-------- Source excerpt --------

THE NFL PLAYOFFS : The Fires Stay Bright for Lofton : Bills: After being cut by the Raiders, he cooled his heels on the sidelines for a season before coming back.
ORCHARD PARK, N.Y. — He was banished to the frozen north, but if there is coldhearted revenge in wide receiver James Lofton’s motivation to win Sunday, it is well disguised.
The Raiders cut Lofton, and had he been thrust into a position of power with the Raiders at the time, he said, “I would have done the same thing.”
And he insists there are no regrets.
“I have no animosity toward the Raiders,” he said. “They had three great receivers they wanted to keep and a fourth guy who could play special teams. I just didn’t fit into their plans.”
Lofton caught 35 passes for the Bills this season for 712 yards, but when he got to Buffalo last season, he spent much of it in a parka on the sidelines.
“It wasn’t that tough an adjustment,” he said.
” . . . Sometimes you need supportive people. You need contributors, not complainers.”
But he had been the star. Thirty-six times he had caught passes for 100 or more yards in a game, and he was the first player to score a touchdown in the ‘70s, ‘80s and ‘90s.
In seven of his nine years in Green Bay, Lofton had earned a winter reprieve with a trip to the Pro Bowl, and after he was traded to the Raiders in 1987, he started 28 consecutive games.
“But he found himself in a situation where he could sense he was being put on the back burner,” said Nick Nicolau, a former assistant with the Raiders, who now coaches the Bills’ receivers. “I mean you’re the starting split end and they draft Tim Brown, a Heisman Trophy guy, and then they trade for Willie Gault.”
The Raiders released Lofton on the cut to 60 players in ’89 and when the regular season began, Lofton remained in his living room, unemployed.
But here he is in red, white and blue with the AFC’s highest average per catch, 20.3 yards, and the opportunity to deliver his own personal “I told you so” to the Raiders.
In last week’s 44-34 playoff victory over the Dolphins, Lofton caught seven passes for 149 yards and a touchdown. He left Rich Stadium with a game ball presented by his teammates.
Lofton has 642 catches for 11,963 yards and needs 184 more yards to move past Charlie Joiner. He will then need 944 more to move ahead of Steve Largent and become the NFL’s all-time receiving leader.
Until recently, however, most have regarded Lofton in the past tense. He had eight receptions--for the entire season--in 1989, and by NFL standards, after 12 seasons and at 34, he was near retirement.
“I never thought about retiring,” he said. “I’m one of those guys they’ll have to run out of the locker room. I’ll strap myself to something in the weight room when they come for me.
“But the things I do on the field now are different. The only time two defensive backs get near me is if I’m talking to Andre Reed.”
Instead of going quietly into the record books after being released, Lofton responded to casting calls around the league. He was ready to sign with Philadelphia, but at the last moment Coach Buddy Ryan declined the deal.
In late September of 1989, Lofton auditioned for the Bills.

--------

Short exercise 1:
Answer from the article on James Lofton:
(a) How many passes did Lofton catch for the Bills this season, and for how many yards?
(b) Which coach declined the deal when Lofton was ready to sign with Philadelphia?
(c) What was the final score of last week's playoff victory over the Dolphins?
Short exercise 2: Write the next part of the article on James Lofton, picking up after its last sentence.

-------- Supplied material --------

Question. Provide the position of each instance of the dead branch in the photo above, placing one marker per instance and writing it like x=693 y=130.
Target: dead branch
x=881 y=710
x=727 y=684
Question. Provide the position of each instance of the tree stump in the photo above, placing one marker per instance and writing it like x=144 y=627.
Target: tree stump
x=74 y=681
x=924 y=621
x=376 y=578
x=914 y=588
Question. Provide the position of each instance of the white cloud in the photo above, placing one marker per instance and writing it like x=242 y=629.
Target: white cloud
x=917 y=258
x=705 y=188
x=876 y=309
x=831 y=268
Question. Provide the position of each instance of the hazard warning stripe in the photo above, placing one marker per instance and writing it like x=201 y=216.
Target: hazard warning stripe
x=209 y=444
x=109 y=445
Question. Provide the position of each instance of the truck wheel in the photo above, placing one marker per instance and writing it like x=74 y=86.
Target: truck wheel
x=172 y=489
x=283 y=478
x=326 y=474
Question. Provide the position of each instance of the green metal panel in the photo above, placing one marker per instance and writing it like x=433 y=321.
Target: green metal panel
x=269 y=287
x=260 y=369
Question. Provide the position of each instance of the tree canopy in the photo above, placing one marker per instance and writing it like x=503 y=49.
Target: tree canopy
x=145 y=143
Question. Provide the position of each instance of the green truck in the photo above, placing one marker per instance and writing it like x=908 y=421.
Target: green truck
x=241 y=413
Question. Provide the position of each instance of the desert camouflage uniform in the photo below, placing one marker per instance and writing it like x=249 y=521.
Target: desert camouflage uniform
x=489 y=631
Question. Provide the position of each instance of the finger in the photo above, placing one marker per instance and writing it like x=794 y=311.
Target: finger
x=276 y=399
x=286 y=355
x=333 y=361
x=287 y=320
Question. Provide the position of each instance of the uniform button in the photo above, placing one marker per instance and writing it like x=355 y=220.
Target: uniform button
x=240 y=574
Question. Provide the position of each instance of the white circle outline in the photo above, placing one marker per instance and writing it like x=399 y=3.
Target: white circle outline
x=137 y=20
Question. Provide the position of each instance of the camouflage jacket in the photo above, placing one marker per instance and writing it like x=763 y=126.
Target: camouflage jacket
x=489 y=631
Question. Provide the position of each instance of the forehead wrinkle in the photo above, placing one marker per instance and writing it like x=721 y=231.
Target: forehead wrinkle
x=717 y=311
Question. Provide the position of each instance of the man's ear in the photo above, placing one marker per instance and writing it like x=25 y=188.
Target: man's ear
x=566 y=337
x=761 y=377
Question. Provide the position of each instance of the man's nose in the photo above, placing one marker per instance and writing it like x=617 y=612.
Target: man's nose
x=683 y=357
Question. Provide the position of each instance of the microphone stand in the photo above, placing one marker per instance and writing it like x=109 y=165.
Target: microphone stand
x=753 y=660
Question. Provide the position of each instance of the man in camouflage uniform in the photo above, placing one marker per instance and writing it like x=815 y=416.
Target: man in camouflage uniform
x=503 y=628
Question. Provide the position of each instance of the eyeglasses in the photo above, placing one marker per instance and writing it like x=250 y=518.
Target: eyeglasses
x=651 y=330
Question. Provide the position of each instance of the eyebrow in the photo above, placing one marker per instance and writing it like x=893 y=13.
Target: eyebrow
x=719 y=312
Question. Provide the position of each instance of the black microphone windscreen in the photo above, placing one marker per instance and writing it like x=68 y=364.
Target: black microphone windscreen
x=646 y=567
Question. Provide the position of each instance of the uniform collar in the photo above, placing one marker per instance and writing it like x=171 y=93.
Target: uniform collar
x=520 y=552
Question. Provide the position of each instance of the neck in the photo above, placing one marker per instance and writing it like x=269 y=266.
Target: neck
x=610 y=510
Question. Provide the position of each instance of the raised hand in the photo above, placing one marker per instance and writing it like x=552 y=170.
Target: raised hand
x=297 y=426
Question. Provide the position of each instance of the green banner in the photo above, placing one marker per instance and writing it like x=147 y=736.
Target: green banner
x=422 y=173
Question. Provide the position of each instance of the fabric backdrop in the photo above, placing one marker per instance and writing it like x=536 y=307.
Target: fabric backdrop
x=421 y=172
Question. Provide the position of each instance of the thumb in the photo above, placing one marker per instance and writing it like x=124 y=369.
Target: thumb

--------

Exercise output 1:
(a) 35 passes for 712 yards
(b) Buddy Ryan
(c) 44-34

Exercise output 2:
“We brought him in with a bunch of 22-, 23- and 24-year-olds and he outran all of them,” Buffalo Coach Marv Levy said. “We wanted to see if he had lost speed and movement, and he hadn’t.”
Lofton’s splendid career in Green Bay had come to an early end after two incidents involving young women. Lofton was cleared of all charges, but public sentiment was unforgiving.
Lofton signed with the Bills on Sept. 26, 1989.
“Jim’s addition gave us the big play on the other side from Andre Reed,” said Ted Marchibroda, the Bills’ offensive coordinator. “Here’s one thing I don’t think a lot of people have given thought to: Here’s a guy who hadn’t been with a good quarterback since Lynn Dickey.
“There’s probably a stretch of five years, I’m not sure who they were, but you know the guys who were throwing to him. And now he’s coming in with a guy that can fire it. That makes a little bit of difference in his play.”
Lofton shied away from criticism of the performances of quarterbacks such as Marc Wilson, Jay Schroeder, Steve Beuerlein and Rusty Hilger when Lofton was a Raider.
“Everybody struggled trying to adapt to a new system,” he said. “Nobody really caught on to it as well as they would have liked.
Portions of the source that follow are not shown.